> _SET EXERCISE_
Rewrite each line of the items below as a row of a Markdown table with two columns, Row and Line, numbering the rows in order and leaving out blank lines.

>> start EXERCISE INPUTS

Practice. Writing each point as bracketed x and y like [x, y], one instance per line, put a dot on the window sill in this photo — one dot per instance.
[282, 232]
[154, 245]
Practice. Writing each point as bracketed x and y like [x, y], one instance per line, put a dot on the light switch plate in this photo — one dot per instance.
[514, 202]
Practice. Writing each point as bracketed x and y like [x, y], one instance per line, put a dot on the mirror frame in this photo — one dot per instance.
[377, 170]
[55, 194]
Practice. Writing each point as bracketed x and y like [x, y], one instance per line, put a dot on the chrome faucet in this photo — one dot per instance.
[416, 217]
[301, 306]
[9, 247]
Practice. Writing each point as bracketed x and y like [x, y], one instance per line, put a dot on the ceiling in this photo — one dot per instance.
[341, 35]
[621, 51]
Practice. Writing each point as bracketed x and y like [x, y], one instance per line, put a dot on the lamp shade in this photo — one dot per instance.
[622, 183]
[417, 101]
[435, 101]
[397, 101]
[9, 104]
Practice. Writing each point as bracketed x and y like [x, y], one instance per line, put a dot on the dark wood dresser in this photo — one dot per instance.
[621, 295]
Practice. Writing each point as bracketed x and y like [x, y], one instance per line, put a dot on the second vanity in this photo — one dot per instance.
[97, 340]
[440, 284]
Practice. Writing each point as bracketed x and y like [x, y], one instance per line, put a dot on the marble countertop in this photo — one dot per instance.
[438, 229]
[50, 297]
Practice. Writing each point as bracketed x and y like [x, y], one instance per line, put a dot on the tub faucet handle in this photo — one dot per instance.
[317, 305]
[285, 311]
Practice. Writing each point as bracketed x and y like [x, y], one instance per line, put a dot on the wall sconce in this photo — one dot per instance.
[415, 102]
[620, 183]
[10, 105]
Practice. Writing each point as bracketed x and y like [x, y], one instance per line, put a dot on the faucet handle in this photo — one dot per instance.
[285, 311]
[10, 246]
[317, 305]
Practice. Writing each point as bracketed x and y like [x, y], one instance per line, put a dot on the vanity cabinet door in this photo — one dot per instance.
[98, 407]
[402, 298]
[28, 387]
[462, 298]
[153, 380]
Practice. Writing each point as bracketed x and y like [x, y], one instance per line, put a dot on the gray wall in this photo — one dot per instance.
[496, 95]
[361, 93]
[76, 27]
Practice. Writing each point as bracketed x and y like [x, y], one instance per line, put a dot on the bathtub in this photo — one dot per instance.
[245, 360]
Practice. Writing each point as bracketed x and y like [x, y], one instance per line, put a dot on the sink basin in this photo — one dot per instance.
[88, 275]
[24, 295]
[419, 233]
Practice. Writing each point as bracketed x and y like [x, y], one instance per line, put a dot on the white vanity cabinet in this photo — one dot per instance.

>> end EXERCISE INPUTS

> _OUTPUT FOR THIS TASK_
| Row | Line |
|---|---|
| 1 | Practice. Writing each point as bracketed x and y like [x, y], one instance per line, put a dot on the window sill in this photo — one dot per instance. |
| 2 | [282, 232] |
| 3 | [154, 245] |
| 4 | Practice. Writing each point as bracketed x and y like [x, y], one instance per line, put a dot on the light switch plate in this photo — one dot per instance. |
| 5 | [514, 202] |
| 6 | Practice. Writing each point as bracketed x and y like [x, y], one instance per line, put a dot on the mirror frame in this photo — one dot per instance. |
| 7 | [377, 170] |
| 8 | [55, 194] |
| 9 | Practice. Writing each point as bracketed x and y like [x, y], one instance per line, put a dot on the chrome faucet in this photo — one dot per instance. |
| 10 | [416, 217] |
| 11 | [301, 306] |
| 12 | [9, 247] |
| 13 | Practice. Writing each point as bracketed x and y like [x, y], one instance per line, put a dot on the ceiling in this photo — one dot per instance. |
| 14 | [341, 35] |
| 15 | [621, 51] |
| 16 | Practice. Writing each point as bracketed x and y like [x, y], one instance per line, put a dot on the lamp shade in this photo — one dot per instance. |
| 17 | [622, 183] |
| 18 | [417, 101] |
| 19 | [435, 101] |
| 20 | [397, 101] |
| 21 | [9, 104] |
| 22 | Practice. Writing each point as bracketed x and y like [x, y], one instance per line, put a dot on the dark wood dresser in this photo — one dot per instance. |
| 23 | [621, 295] |
| 24 | Practice. Writing each point as bracketed x and y like [x, y], one instance per line, put a dot on the second vanity in this photo — one dot per instance. |
| 25 | [97, 340] |
| 26 | [440, 284] |
| 27 | Practice. Writing each point as bracketed x and y like [x, y], one instance per line, put a dot on the marble countertop in this photo — one dot per instance. |
| 28 | [438, 229] |
| 29 | [50, 297] |
| 30 | Practice. Writing each point as bracketed x and y like [x, y], one instance per line, put a dot on the tub faucet handle in this photo — one dot per instance. |
| 31 | [317, 305] |
| 32 | [285, 311] |
| 33 | Practice. Writing each point as bracketed x and y like [x, y], one instance per line, put a dot on the wall sconce in this photo — one dot per instance. |
| 34 | [415, 102] |
| 35 | [620, 183] |
| 36 | [10, 105] |
| 37 | Practice. Writing each point as bracketed x and y like [x, y], one instance per line, put a dot on the faucet handle in this photo — one dot per instance. |
| 38 | [285, 311] |
| 39 | [10, 246] |
| 40 | [317, 305] |
| 41 | Practice. Writing each point as bracketed x and y like [x, y], one instance per line, put a dot on the vanity cabinet door in this photo — one dot per instance. |
| 42 | [98, 407] |
| 43 | [402, 298] |
| 44 | [28, 387] |
| 45 | [462, 298] |
| 46 | [153, 380] |
| 47 | Practice. Writing each point as bracketed x and y like [x, y], one instance per line, put a dot on the gray wall in this photo — one dot per instance. |
| 48 | [496, 95] |
| 49 | [361, 93] |
| 50 | [76, 27] |
| 51 | Practice. Writing each point as bracketed x and y like [x, y], one instance per line, put a dot on the bathtub in this photo — one dot per instance. |
| 52 | [245, 360] |
| 53 | Practice. Writing each point as bracketed x and y like [x, y], one instance per line, put a dot on the sink basin in this photo — one dot per instance. |
| 54 | [88, 275] |
| 55 | [24, 295] |
| 56 | [419, 233] |
| 57 | Practice. Writing each point as bracketed x and y like [x, y], one instance per line, put a dot on the white vanity cabinet in this photo — one dot per instance. |